_Work required:_
Format the rows, from the start of the rows through the line containing "M 429 287 L", as a two-column CSV with the columns request and path. Give one line per request, with its text and its answer each in a single quoted field and line breaks replaced by spaces, and leave the pictures out.
## Begin Materials provided
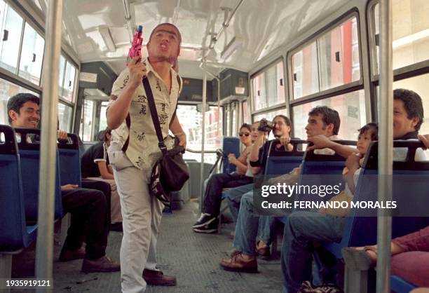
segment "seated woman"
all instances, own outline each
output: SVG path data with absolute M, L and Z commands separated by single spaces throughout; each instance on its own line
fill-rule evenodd
M 429 287 L 429 226 L 393 239 L 390 243 L 391 271 L 419 287 Z M 365 271 L 377 261 L 377 245 L 343 249 L 344 261 L 352 270 Z
M 122 231 L 122 215 L 119 195 L 113 170 L 109 163 L 107 147 L 110 145 L 111 130 L 100 131 L 98 138 L 100 142 L 87 149 L 81 159 L 82 178 L 101 180 L 110 184 L 111 197 L 110 206 L 111 230 Z
M 222 189 L 245 185 L 253 182 L 253 175 L 248 167 L 249 154 L 258 134 L 258 123 L 256 122 L 252 126 L 245 123 L 240 128 L 240 140 L 245 148 L 238 158 L 236 158 L 233 154 L 228 155 L 229 163 L 237 167 L 236 172 L 215 174 L 208 180 L 203 203 L 203 212 L 200 219 L 192 226 L 194 232 L 217 232 L 219 223 L 217 217 L 220 212 Z M 252 128 L 255 130 L 252 131 Z

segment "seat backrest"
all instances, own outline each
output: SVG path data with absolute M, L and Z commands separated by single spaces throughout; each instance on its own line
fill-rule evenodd
M 297 151 L 297 146 L 306 142 L 305 140 L 292 139 L 291 143 L 294 149 L 292 151 L 276 151 L 275 148 L 273 151 L 269 151 L 265 167 L 265 175 L 281 175 L 289 173 L 294 168 L 299 167 L 304 158 L 304 152 Z
M 404 217 L 393 217 L 392 237 L 416 231 L 429 225 L 429 162 L 416 162 L 417 148 L 423 146 L 419 141 L 395 141 L 394 147 L 407 148 L 404 161 L 393 162 L 393 200 L 397 202 L 397 212 Z M 373 142 L 365 157 L 359 175 L 353 201 L 377 200 L 378 143 Z M 346 224 L 341 246 L 361 246 L 376 243 L 377 218 L 374 211 L 353 209 Z M 393 215 L 397 214 L 395 212 Z M 359 216 L 372 217 L 359 217 Z M 420 217 L 425 216 L 425 217 Z
M 0 252 L 13 252 L 28 245 L 20 154 L 13 129 L 0 125 Z
M 33 139 L 29 142 L 27 137 L 40 136 L 40 130 L 29 128 L 15 128 L 20 135 L 18 149 L 21 161 L 21 176 L 25 206 L 25 216 L 27 221 L 37 221 L 39 206 L 39 175 L 40 168 L 40 143 Z M 62 201 L 60 177 L 58 152 L 55 166 L 55 218 L 62 217 Z
M 336 140 L 335 142 L 343 145 L 356 145 L 355 141 Z M 344 188 L 342 173 L 346 165 L 345 162 L 346 158 L 337 154 L 316 154 L 313 150 L 306 151 L 299 175 L 299 185 L 309 186 L 339 185 L 342 190 Z M 322 198 L 318 194 L 308 193 L 305 189 L 303 190 L 304 192 L 297 195 L 297 200 L 301 198 L 305 198 L 306 200 L 327 200 L 333 196 Z
M 82 187 L 78 136 L 72 133 L 67 136 L 67 142 L 58 143 L 61 185 L 77 184 Z
M 222 141 L 222 172 L 229 174 L 236 170 L 236 165 L 230 164 L 228 161 L 228 155 L 234 154 L 237 158 L 240 156 L 240 139 L 234 137 L 224 137 Z

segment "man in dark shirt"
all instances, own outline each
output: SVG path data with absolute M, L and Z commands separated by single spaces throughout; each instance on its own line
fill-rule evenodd
M 121 203 L 113 175 L 113 170 L 109 164 L 107 147 L 110 145 L 111 130 L 107 128 L 100 131 L 98 138 L 101 142 L 87 149 L 81 159 L 82 178 L 103 181 L 110 184 L 111 191 L 110 217 L 111 230 L 122 231 L 122 214 Z
M 37 128 L 40 121 L 39 102 L 39 97 L 32 94 L 20 93 L 11 97 L 7 106 L 11 125 Z M 82 271 L 86 273 L 120 271 L 119 264 L 106 256 L 109 210 L 104 193 L 99 190 L 80 189 L 74 184 L 62 186 L 61 193 L 64 212 L 72 214 L 72 224 L 60 261 L 83 259 Z M 85 249 L 81 247 L 83 236 L 86 242 Z

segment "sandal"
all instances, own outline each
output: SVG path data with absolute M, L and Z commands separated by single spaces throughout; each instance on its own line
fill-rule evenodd
M 375 266 L 376 261 L 367 252 L 372 251 L 376 255 L 377 249 L 374 246 L 365 246 L 363 250 L 356 247 L 343 248 L 343 258 L 347 267 L 353 271 L 368 271 Z

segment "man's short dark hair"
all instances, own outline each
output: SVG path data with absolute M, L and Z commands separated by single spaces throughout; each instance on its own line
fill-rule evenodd
M 325 125 L 332 123 L 334 125 L 332 132 L 334 133 L 334 135 L 338 135 L 341 120 L 336 111 L 327 106 L 318 106 L 313 108 L 313 109 L 310 111 L 310 113 L 308 113 L 308 116 L 318 115 L 320 115 L 322 116 L 322 121 Z
M 13 110 L 16 113 L 20 113 L 20 109 L 22 105 L 28 101 L 33 102 L 39 104 L 39 99 L 38 97 L 30 93 L 20 93 L 11 97 L 8 100 L 8 119 L 9 124 L 12 123 L 12 118 L 9 116 L 9 111 Z
M 274 119 L 275 119 L 277 117 L 281 117 L 282 119 L 283 119 L 283 121 L 285 121 L 285 123 L 286 123 L 286 125 L 287 126 L 290 126 L 290 128 L 292 128 L 292 122 L 290 122 L 290 119 L 289 118 L 289 117 L 285 116 L 285 115 L 282 115 L 282 114 L 279 114 L 279 115 L 275 115 L 274 116 L 274 118 L 273 118 L 273 121 L 274 121 Z
M 409 119 L 414 118 L 418 118 L 418 122 L 414 126 L 414 129 L 418 131 L 423 121 L 423 108 L 421 97 L 420 97 L 417 93 L 412 90 L 397 88 L 393 90 L 393 99 L 400 100 L 404 102 L 404 108 L 405 108 Z

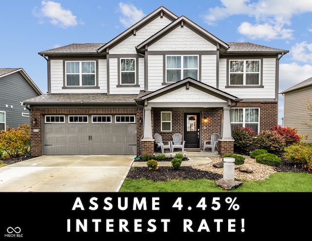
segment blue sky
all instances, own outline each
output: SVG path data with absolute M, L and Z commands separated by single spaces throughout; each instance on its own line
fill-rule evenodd
M 289 50 L 280 60 L 280 92 L 312 77 L 311 0 L 0 1 L 0 68 L 22 68 L 44 93 L 47 63 L 38 52 L 107 42 L 160 6 L 225 42 Z M 280 95 L 279 119 L 283 105 Z

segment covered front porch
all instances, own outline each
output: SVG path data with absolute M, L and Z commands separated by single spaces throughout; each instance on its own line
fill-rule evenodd
M 155 153 L 156 133 L 166 142 L 172 141 L 174 134 L 180 134 L 185 141 L 183 152 L 193 156 L 207 155 L 207 150 L 202 151 L 204 142 L 218 133 L 217 149 L 214 153 L 210 152 L 211 156 L 216 151 L 219 157 L 233 153 L 231 106 L 241 100 L 235 97 L 187 78 L 136 100 L 143 107 L 141 154 Z M 171 152 L 168 151 L 170 155 Z

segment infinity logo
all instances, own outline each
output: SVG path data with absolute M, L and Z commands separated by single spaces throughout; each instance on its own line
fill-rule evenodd
M 6 231 L 9 234 L 11 234 L 13 232 L 15 232 L 16 234 L 19 234 L 20 233 L 21 231 L 21 229 L 20 229 L 20 227 L 15 227 L 15 228 L 13 228 L 12 227 L 9 227 L 6 229 Z

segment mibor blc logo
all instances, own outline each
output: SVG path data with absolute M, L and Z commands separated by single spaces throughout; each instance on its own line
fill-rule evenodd
M 7 233 L 4 234 L 5 238 L 22 238 L 23 234 L 21 233 L 21 229 L 20 227 L 8 227 L 6 229 Z

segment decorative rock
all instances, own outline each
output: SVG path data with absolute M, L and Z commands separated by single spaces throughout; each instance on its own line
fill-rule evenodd
M 221 168 L 222 167 L 223 167 L 223 163 L 224 163 L 224 161 L 222 161 L 214 163 L 213 166 L 214 167 L 216 167 L 217 168 Z
M 216 181 L 216 184 L 225 190 L 236 188 L 240 186 L 243 182 L 233 180 L 225 180 L 223 178 Z
M 243 172 L 247 172 L 247 173 L 252 173 L 254 170 L 249 165 L 244 164 L 239 167 L 238 170 Z

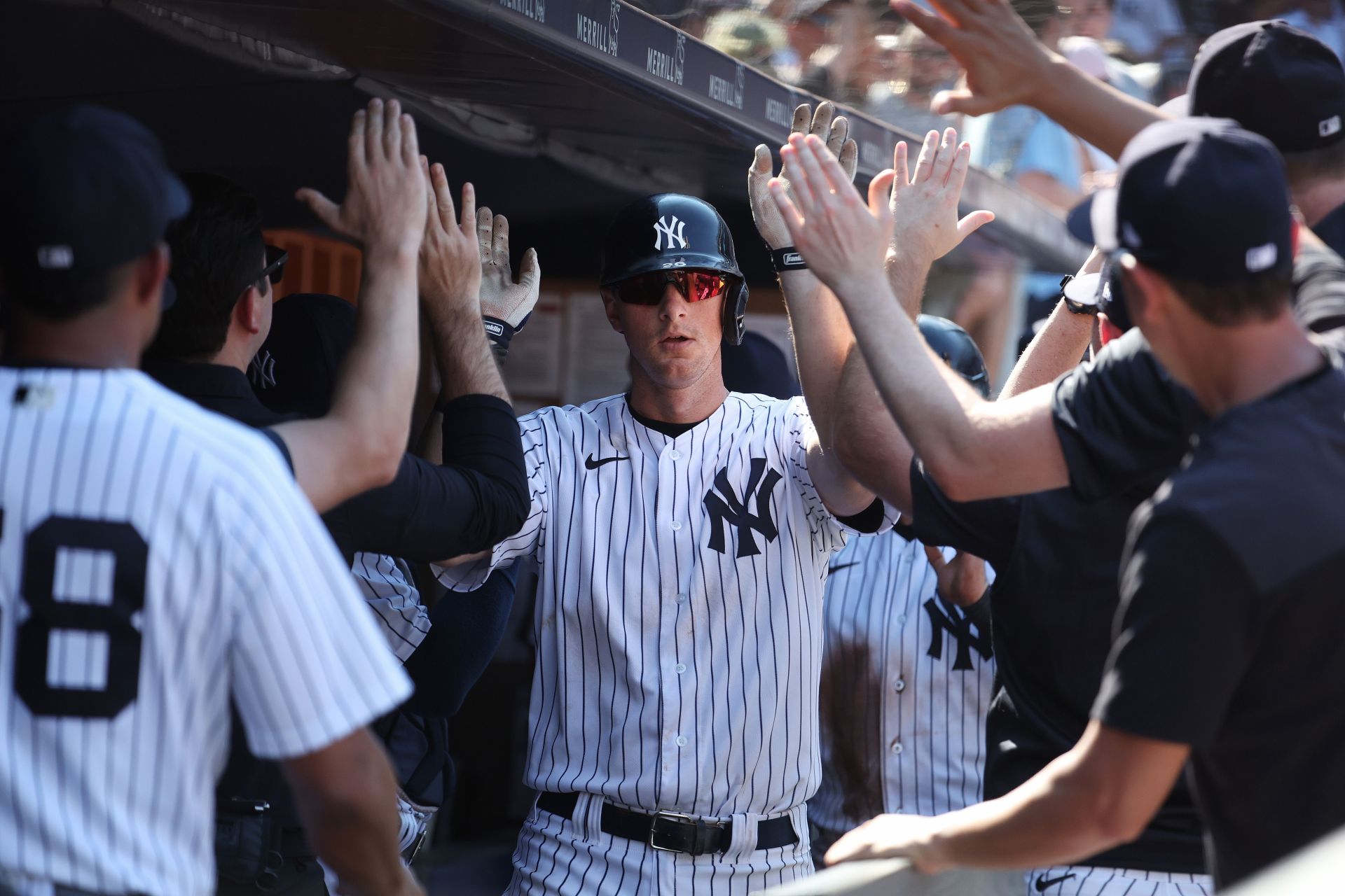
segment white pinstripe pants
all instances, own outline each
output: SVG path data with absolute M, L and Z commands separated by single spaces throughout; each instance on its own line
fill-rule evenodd
M 581 794 L 574 821 L 534 806 L 519 833 L 507 896 L 740 896 L 812 873 L 804 806 L 791 811 L 798 844 L 756 849 L 759 817 L 736 815 L 733 845 L 712 856 L 658 852 L 604 834 L 600 806 Z
M 1209 875 L 1060 865 L 1024 873 L 1026 896 L 1210 896 Z

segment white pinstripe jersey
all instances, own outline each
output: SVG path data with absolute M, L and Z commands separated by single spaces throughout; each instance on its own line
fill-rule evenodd
M 730 394 L 678 438 L 624 396 L 521 420 L 533 506 L 477 587 L 535 555 L 526 782 L 705 818 L 780 814 L 818 785 L 827 557 L 803 399 Z
M 262 435 L 134 371 L 0 368 L 0 877 L 211 893 L 235 700 L 313 752 L 409 681 Z
M 406 562 L 386 553 L 359 551 L 350 570 L 355 574 L 355 584 L 364 603 L 374 611 L 374 619 L 387 638 L 387 646 L 398 660 L 406 662 L 430 627 L 429 611 L 421 603 L 416 579 Z
M 990 633 L 936 587 L 924 545 L 897 532 L 857 539 L 831 562 L 822 787 L 808 802 L 826 834 L 880 813 L 936 815 L 982 799 Z

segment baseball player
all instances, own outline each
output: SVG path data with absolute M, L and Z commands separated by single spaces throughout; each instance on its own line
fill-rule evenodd
M 526 771 L 541 793 L 508 892 L 794 880 L 812 869 L 827 559 L 888 514 L 803 399 L 725 391 L 746 286 L 713 207 L 628 206 L 600 283 L 629 394 L 522 418 L 527 523 L 441 576 L 469 590 L 512 557 L 541 567 Z
M 919 326 L 936 353 L 989 391 L 966 330 L 925 314 Z M 873 815 L 936 815 L 981 802 L 995 676 L 993 580 L 979 557 L 927 548 L 900 523 L 854 539 L 833 559 L 823 603 L 822 786 L 808 801 L 815 858 Z
M 379 142 L 363 185 L 386 197 L 414 142 Z M 134 369 L 186 189 L 148 132 L 90 107 L 4 172 L 0 889 L 214 892 L 233 701 L 351 891 L 421 892 L 363 728 L 409 682 L 348 570 L 273 442 Z
M 893 301 L 881 270 L 890 228 L 881 211 L 824 191 L 843 172 L 824 148 L 810 152 L 810 179 L 824 180 L 798 200 L 776 197 L 847 313 L 896 324 L 881 351 L 865 345 L 878 373 L 913 341 L 907 321 L 881 310 Z M 1345 548 L 1323 485 L 1342 476 L 1345 380 L 1338 352 L 1309 339 L 1291 310 L 1283 161 L 1232 122 L 1185 120 L 1141 132 L 1119 172 L 1075 232 L 1119 257 L 1126 292 L 1139 296 L 1137 325 L 1208 423 L 1132 520 L 1093 719 L 1069 754 L 1006 797 L 935 819 L 884 815 L 829 858 L 904 854 L 925 870 L 1069 861 L 1143 830 L 1188 759 L 1216 885 L 1345 822 L 1340 717 L 1319 712 L 1342 699 L 1334 583 Z M 919 372 L 908 388 L 942 377 L 925 357 L 909 360 Z M 1307 458 L 1319 469 L 1305 474 Z M 1274 540 L 1235 523 L 1267 502 L 1284 509 Z M 1309 760 L 1283 763 L 1289 750 Z M 1267 774 L 1272 786 L 1247 786 Z

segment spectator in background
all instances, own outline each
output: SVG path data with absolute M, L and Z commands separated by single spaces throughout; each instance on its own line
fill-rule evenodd
M 896 35 L 874 39 L 888 59 L 888 79 L 869 89 L 866 111 L 912 134 L 958 121 L 929 111 L 933 95 L 958 82 L 958 63 L 920 28 L 907 24 Z
M 705 42 L 734 59 L 776 75 L 776 62 L 790 46 L 784 26 L 756 9 L 721 9 L 706 21 Z
M 1033 34 L 1052 50 L 1065 36 L 1064 13 L 1054 0 L 1011 0 Z M 1026 106 L 966 122 L 971 163 L 1022 187 L 1061 211 L 1083 199 L 1088 171 L 1084 144 L 1045 114 Z
M 1115 0 L 1107 36 L 1124 46 L 1131 62 L 1158 62 L 1169 47 L 1185 44 L 1186 23 L 1174 0 Z
M 1298 0 L 1278 17 L 1314 35 L 1345 59 L 1345 8 L 1340 0 Z

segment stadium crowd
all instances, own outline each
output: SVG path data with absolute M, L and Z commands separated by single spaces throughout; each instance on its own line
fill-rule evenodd
M 800 106 L 744 159 L 756 235 L 617 211 L 629 391 L 523 418 L 542 261 L 395 99 L 344 197 L 297 193 L 354 302 L 274 301 L 247 185 L 126 116 L 36 122 L 0 173 L 0 893 L 424 892 L 523 566 L 510 893 L 904 856 L 1192 896 L 1345 825 L 1345 16 L 1137 5 L 651 7 L 925 136 L 855 189 Z M 1244 21 L 1282 12 L 1321 39 Z M 972 164 L 1095 247 L 998 394 L 921 314 L 993 227 Z M 796 384 L 745 332 L 753 238 Z

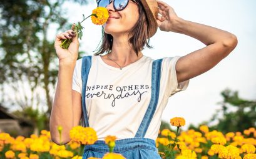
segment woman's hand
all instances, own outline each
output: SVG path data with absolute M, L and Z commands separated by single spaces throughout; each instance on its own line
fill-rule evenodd
M 72 26 L 72 29 L 74 27 Z M 64 32 L 58 34 L 56 36 L 54 47 L 59 58 L 59 62 L 61 64 L 75 64 L 78 57 L 79 42 L 77 34 L 73 30 L 68 30 Z M 72 39 L 68 49 L 61 48 L 61 44 L 63 39 Z
M 157 24 L 162 31 L 175 31 L 175 22 L 180 19 L 176 14 L 174 9 L 168 4 L 157 1 L 159 7 L 159 13 L 156 19 Z

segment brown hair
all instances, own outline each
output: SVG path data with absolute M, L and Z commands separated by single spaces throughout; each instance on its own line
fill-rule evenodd
M 146 16 L 145 11 L 142 7 L 140 1 L 138 1 L 140 4 L 138 5 L 140 14 L 139 19 L 129 32 L 128 37 L 130 34 L 132 36 L 128 39 L 129 42 L 131 44 L 133 49 L 137 55 L 139 52 L 144 49 L 145 44 L 148 48 L 153 48 L 149 44 L 150 38 L 147 39 L 147 37 L 150 37 L 149 27 L 148 27 L 149 25 L 148 19 Z M 105 52 L 109 53 L 112 49 L 113 36 L 111 34 L 105 33 L 103 27 L 102 27 L 102 35 L 101 40 L 103 39 L 103 41 L 100 48 L 96 50 L 97 52 L 95 54 L 95 55 L 102 54 Z

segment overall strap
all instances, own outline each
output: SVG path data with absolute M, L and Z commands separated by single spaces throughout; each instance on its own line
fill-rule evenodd
M 83 57 L 81 75 L 82 75 L 82 125 L 89 127 L 89 121 L 87 115 L 86 105 L 85 104 L 85 92 L 86 90 L 87 79 L 91 65 L 91 55 Z
M 159 89 L 160 87 L 161 67 L 162 59 L 155 60 L 152 64 L 151 95 L 150 104 L 140 123 L 135 137 L 144 137 L 150 122 L 155 113 L 158 102 Z

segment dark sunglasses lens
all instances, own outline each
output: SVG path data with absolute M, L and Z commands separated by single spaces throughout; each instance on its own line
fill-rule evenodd
M 98 4 L 98 7 L 106 7 L 110 4 L 109 0 L 101 0 Z
M 114 6 L 118 11 L 123 9 L 128 4 L 129 0 L 115 0 Z

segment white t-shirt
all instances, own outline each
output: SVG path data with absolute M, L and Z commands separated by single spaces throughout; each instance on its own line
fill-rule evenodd
M 189 80 L 177 83 L 175 64 L 180 56 L 164 57 L 156 109 L 145 136 L 155 140 L 168 99 L 185 90 Z M 100 55 L 92 55 L 86 92 L 89 125 L 98 140 L 115 135 L 117 140 L 135 137 L 149 105 L 153 59 L 143 55 L 120 70 L 106 64 Z M 82 59 L 76 62 L 73 89 L 81 94 Z

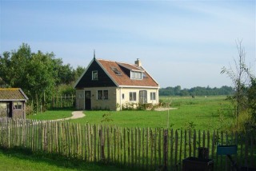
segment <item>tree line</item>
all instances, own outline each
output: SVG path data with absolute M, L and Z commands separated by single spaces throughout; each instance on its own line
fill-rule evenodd
M 234 89 L 231 86 L 223 86 L 220 88 L 196 86 L 190 89 L 182 89 L 180 86 L 168 86 L 159 89 L 160 96 L 210 96 L 210 95 L 232 95 Z
M 72 86 L 85 68 L 63 64 L 54 53 L 32 52 L 23 43 L 0 56 L 0 87 L 19 87 L 34 107 L 46 105 L 54 93 L 74 93 Z

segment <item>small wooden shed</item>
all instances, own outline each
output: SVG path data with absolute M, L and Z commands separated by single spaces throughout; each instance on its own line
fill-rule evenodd
M 28 99 L 20 88 L 0 88 L 0 117 L 26 119 Z

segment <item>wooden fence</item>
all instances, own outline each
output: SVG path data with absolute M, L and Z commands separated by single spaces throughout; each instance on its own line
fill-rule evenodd
M 51 97 L 51 108 L 68 108 L 75 106 L 75 95 L 54 95 Z
M 198 157 L 198 148 L 206 147 L 215 170 L 230 170 L 228 158 L 216 154 L 219 144 L 238 145 L 238 153 L 233 157 L 239 166 L 256 166 L 255 133 L 121 128 L 0 118 L 0 146 L 24 147 L 138 169 L 182 170 L 182 159 Z

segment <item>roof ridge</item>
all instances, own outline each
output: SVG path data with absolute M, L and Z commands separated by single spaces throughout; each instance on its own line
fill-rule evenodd
M 0 88 L 0 90 L 18 90 L 19 88 Z

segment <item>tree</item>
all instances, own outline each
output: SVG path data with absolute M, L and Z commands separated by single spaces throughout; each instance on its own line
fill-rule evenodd
M 234 99 L 236 101 L 236 118 L 241 110 L 246 109 L 246 87 L 250 84 L 249 68 L 246 65 L 246 51 L 242 45 L 242 41 L 236 41 L 238 50 L 238 59 L 234 59 L 234 66 L 230 65 L 229 68 L 222 68 L 221 74 L 226 74 L 231 79 L 235 93 Z

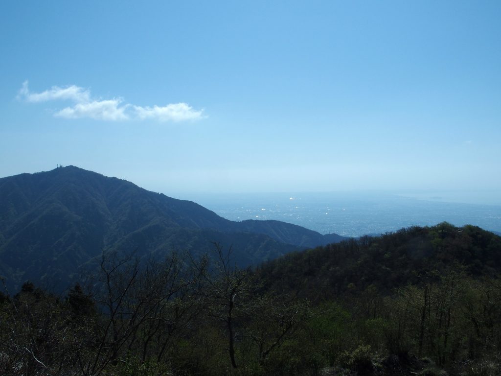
## End Materials provided
_The output:_
request,path
"segment ""seated woman"" all instances, own outline each output: SVG path data with absolute M, L and Z commands separated by single spaces throughout; each instance on its own line fill-rule evenodd","M 429 287 L 429 226 L 393 239 L 390 243 L 391 271 L 419 287 Z M 365 271 L 377 261 L 377 245 L 343 249 L 344 261 L 352 270 Z"